> _What is required_: Rewrite the material from the line holding "Target: white glove" through the line holding "column 412, row 877", inclusive, changing "chickweed leaf" to "clover leaf" and leaving everything else as it is. Return only those lines.

> _Stored records_:
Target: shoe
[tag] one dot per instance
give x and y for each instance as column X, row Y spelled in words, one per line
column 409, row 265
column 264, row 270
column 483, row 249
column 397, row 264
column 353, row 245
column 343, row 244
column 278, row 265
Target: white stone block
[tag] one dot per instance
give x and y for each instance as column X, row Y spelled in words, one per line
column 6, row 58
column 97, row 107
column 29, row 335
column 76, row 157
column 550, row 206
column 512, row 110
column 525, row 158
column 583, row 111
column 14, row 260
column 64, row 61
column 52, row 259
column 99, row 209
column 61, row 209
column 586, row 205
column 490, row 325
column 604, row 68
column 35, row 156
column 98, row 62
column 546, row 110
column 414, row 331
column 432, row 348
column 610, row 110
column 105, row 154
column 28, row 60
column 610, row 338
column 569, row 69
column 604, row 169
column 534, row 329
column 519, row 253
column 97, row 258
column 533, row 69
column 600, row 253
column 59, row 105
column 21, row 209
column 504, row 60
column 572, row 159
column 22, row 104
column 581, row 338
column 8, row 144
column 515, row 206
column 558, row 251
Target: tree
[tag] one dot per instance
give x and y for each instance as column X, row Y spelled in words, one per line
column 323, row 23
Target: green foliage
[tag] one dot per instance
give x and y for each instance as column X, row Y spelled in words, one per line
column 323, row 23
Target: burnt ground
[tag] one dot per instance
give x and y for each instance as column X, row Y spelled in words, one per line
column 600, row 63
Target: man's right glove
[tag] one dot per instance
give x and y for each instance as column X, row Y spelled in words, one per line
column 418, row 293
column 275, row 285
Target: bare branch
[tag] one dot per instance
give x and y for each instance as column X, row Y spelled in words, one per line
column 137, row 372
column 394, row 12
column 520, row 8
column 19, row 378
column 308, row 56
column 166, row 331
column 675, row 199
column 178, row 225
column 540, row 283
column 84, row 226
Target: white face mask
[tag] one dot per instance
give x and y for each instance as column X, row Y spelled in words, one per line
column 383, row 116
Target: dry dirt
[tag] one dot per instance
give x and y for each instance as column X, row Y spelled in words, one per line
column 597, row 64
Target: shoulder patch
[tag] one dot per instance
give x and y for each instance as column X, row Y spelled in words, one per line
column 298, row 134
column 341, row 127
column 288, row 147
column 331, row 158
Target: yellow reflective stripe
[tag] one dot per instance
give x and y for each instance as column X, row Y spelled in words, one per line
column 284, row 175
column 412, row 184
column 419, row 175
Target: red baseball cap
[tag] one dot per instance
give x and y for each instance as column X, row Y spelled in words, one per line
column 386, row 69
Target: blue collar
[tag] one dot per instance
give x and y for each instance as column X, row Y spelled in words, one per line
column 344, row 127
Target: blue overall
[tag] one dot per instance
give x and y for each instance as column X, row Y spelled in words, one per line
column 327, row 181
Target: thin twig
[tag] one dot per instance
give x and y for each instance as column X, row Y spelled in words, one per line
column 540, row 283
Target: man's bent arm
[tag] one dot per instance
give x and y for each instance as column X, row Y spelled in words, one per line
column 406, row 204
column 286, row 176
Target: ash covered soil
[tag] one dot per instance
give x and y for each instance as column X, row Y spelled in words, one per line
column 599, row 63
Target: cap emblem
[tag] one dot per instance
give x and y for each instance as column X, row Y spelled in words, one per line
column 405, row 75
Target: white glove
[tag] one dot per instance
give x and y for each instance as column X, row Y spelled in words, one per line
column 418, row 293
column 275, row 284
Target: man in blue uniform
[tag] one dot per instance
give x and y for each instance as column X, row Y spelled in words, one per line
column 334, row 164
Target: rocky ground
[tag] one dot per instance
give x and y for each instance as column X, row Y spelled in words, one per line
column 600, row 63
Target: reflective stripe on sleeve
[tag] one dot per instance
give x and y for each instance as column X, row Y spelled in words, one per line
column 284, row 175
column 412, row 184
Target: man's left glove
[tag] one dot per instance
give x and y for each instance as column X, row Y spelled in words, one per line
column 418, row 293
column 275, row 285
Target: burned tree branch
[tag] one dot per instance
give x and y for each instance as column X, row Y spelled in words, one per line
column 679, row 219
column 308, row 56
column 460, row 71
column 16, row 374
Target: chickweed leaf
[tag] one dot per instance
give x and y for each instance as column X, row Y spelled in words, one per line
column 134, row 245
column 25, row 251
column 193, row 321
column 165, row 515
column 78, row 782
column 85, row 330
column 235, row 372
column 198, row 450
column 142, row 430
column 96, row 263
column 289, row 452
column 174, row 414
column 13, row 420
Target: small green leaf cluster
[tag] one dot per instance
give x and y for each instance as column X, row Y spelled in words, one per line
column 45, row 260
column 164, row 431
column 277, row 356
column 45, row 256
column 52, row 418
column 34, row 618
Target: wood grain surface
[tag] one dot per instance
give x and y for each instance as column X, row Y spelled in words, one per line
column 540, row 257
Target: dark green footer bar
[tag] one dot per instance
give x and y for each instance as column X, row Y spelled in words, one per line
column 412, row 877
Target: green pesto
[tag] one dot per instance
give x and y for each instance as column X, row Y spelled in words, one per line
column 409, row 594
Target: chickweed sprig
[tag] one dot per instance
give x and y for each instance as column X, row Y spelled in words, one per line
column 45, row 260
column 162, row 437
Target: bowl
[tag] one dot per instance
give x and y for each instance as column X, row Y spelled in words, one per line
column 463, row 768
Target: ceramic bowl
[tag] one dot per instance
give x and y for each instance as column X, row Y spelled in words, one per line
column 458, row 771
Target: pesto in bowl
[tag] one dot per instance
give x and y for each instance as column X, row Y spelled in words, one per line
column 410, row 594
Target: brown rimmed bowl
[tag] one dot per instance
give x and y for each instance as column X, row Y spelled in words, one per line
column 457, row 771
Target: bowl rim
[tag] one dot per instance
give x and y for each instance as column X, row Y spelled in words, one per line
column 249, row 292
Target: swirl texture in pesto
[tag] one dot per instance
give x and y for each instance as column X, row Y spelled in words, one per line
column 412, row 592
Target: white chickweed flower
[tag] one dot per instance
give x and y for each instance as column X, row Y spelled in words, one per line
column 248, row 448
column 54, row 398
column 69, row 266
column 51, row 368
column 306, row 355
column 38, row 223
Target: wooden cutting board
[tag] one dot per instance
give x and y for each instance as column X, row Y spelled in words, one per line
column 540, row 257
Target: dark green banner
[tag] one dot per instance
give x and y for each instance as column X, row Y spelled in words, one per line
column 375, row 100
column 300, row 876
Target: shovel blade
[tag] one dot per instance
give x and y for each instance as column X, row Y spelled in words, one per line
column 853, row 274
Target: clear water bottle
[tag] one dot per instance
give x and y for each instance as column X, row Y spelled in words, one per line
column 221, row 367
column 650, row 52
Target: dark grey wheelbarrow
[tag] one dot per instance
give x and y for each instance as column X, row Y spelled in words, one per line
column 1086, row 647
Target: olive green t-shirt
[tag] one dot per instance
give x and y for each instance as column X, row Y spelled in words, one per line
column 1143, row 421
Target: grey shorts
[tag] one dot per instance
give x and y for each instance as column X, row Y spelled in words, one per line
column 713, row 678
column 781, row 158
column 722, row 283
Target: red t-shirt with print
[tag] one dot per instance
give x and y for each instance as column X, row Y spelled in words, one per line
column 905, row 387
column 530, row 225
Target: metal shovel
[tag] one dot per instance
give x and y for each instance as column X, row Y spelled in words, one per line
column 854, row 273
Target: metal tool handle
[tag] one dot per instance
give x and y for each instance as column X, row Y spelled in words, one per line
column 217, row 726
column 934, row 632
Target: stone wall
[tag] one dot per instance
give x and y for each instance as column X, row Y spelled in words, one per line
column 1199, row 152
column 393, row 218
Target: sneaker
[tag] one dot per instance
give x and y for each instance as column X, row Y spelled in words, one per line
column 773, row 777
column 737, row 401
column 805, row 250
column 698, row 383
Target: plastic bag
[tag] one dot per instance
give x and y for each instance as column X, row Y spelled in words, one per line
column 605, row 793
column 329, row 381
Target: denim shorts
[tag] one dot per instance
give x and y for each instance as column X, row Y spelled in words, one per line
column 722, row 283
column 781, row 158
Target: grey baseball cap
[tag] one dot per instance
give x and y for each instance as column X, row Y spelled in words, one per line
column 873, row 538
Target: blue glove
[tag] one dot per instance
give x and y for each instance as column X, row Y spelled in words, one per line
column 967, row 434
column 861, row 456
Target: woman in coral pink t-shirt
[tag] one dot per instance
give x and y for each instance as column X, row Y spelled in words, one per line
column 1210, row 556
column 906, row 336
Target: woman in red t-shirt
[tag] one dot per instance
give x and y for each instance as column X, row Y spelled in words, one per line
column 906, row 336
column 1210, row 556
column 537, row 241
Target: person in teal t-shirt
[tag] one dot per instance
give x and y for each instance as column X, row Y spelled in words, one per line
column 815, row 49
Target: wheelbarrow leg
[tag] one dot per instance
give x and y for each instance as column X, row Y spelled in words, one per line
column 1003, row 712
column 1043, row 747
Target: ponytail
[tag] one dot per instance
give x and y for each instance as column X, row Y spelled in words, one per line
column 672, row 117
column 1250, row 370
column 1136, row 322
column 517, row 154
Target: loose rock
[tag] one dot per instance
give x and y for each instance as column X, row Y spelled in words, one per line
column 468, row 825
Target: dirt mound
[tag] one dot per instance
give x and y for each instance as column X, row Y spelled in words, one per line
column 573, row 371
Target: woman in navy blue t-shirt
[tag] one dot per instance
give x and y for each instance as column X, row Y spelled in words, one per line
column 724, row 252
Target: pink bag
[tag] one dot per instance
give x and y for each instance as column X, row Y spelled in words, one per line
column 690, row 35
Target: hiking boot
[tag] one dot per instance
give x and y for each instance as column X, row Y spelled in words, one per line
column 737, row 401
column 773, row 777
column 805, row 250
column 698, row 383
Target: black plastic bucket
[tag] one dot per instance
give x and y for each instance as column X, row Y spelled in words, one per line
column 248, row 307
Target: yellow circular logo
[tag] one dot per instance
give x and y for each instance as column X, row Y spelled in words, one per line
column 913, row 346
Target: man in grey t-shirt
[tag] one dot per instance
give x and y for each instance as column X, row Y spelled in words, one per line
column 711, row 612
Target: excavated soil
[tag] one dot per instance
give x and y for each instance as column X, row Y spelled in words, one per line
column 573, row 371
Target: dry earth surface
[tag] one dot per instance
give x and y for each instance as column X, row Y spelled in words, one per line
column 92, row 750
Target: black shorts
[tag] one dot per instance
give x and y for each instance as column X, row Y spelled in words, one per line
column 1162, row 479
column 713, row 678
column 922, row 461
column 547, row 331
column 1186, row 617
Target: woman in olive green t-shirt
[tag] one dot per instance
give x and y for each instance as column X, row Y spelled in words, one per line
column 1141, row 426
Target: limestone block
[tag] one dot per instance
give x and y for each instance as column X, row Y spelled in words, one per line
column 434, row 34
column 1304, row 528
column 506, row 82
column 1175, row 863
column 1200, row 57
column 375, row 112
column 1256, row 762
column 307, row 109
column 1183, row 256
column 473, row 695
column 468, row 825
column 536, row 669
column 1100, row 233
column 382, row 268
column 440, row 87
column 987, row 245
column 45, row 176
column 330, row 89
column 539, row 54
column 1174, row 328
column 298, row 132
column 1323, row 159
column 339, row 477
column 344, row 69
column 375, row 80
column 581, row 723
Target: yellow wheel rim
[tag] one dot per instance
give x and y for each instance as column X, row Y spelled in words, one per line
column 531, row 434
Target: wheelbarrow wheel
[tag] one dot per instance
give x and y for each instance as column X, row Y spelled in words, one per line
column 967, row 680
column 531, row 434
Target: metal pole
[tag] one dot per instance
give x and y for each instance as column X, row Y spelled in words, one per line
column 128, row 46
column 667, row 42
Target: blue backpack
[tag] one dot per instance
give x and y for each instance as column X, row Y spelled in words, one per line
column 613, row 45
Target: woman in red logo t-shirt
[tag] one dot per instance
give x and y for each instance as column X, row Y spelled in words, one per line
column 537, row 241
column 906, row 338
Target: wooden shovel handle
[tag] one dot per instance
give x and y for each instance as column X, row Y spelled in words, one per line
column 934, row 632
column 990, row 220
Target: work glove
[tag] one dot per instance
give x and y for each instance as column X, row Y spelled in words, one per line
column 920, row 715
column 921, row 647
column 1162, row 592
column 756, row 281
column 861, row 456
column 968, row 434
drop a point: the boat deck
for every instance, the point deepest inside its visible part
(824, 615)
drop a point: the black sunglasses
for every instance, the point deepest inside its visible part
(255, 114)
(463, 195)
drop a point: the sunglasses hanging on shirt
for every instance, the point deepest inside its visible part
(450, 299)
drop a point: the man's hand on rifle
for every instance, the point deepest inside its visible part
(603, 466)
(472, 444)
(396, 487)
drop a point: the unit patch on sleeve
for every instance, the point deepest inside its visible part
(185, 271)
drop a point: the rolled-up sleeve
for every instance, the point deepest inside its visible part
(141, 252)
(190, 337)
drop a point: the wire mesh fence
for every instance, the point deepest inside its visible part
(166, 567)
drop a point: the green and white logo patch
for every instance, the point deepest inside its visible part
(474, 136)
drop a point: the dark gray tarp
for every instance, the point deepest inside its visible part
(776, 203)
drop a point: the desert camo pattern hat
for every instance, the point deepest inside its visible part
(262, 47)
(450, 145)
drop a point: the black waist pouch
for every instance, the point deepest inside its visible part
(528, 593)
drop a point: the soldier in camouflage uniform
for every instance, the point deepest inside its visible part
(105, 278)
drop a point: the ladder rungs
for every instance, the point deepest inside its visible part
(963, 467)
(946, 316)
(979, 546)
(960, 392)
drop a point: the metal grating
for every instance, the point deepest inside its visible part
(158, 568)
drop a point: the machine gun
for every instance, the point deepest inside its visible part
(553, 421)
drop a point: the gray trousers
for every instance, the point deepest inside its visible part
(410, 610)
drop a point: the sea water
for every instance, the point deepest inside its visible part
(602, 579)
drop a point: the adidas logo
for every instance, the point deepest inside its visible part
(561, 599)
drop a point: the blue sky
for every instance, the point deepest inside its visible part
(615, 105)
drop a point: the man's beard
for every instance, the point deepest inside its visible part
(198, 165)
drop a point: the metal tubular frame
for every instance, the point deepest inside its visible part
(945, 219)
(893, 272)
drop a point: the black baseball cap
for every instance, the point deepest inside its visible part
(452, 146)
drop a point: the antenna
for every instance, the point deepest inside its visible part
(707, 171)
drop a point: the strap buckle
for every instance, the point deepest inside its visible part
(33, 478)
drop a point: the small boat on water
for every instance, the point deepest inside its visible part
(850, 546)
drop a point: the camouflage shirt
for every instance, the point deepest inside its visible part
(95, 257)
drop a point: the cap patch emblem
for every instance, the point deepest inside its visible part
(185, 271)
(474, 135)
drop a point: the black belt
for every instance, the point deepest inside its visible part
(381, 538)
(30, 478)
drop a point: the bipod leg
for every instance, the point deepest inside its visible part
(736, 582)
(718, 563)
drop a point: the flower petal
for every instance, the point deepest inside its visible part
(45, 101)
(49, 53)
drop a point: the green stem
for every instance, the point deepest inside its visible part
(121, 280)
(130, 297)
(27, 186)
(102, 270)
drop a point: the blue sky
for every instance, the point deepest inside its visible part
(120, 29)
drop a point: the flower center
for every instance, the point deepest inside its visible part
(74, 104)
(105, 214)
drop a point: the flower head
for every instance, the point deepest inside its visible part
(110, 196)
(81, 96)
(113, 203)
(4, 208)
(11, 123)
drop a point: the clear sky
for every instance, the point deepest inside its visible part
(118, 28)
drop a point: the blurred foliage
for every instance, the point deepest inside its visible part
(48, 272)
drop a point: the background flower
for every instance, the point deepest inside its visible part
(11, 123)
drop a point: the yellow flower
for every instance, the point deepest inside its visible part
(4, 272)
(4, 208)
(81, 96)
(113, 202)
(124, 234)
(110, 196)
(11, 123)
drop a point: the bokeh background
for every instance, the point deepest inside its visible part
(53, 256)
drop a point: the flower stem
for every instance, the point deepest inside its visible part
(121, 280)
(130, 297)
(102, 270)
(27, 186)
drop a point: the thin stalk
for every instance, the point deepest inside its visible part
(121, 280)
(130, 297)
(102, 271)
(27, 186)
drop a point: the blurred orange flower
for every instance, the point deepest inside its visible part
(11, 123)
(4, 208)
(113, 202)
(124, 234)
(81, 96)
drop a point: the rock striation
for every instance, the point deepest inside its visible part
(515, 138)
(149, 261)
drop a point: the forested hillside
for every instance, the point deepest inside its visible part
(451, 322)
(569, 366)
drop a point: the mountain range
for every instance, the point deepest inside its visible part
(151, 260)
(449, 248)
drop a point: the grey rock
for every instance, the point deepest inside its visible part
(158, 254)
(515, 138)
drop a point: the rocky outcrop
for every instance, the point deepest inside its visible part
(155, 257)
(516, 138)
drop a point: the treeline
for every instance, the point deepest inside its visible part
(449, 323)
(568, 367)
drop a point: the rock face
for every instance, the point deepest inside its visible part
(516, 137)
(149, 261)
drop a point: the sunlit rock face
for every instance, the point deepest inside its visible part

> _Exercise result_:
Target: white glove
[tag] one dot per instance
give x and y for each instance as column X, row Y spelled in words, one per line
column 418, row 293
column 275, row 284
Target: man in blue uniform
[tag] one dot per instance
give x and y for each instance as column X, row Y spelled in words, one per line
column 334, row 164
Target: rocky ground
[tag] one dot per instance
give x and y for each instance as column X, row Y spelled in words, one per line
column 600, row 63
Target: reflective stripe on sleeve
[tag] one dot per instance
give x and y for each instance as column X, row Y spelled in words, one per line
column 284, row 175
column 412, row 184
Target: man's left glove
[tag] one dot per instance
give x and y for each instance as column X, row Y spelled in words, one per line
column 418, row 293
column 275, row 285
Target: burned tree branch
[tag] one dot per instance
give x and y for each instance as column X, row Y spelled in words, one per line
column 679, row 219
column 308, row 56
column 460, row 71
column 16, row 374
Target: clover leaf
[tag] one dot per instance
give x and y for each instance as column X, row Y spelled in words, one per line
column 134, row 245
column 25, row 251
column 193, row 321
column 165, row 515
column 78, row 782
column 85, row 330
column 235, row 372
column 198, row 450
column 142, row 430
column 96, row 263
column 289, row 452
column 174, row 414
column 13, row 420
Target: small green leaf cluster
[tag] one dot per instance
give x and y for each instance as column X, row Y spelled in words, one per line
column 45, row 260
column 164, row 431
column 277, row 356
column 45, row 256
column 52, row 418
column 34, row 618
Target: wood grain surface
[tag] one dot per instance
give x and y for each instance as column X, row Y spelled in words, one per line
column 540, row 257
Target: dark green footer bar
[tag] one dot per instance
give x and y for each instance as column X, row Y spelled in words, one per line
column 412, row 877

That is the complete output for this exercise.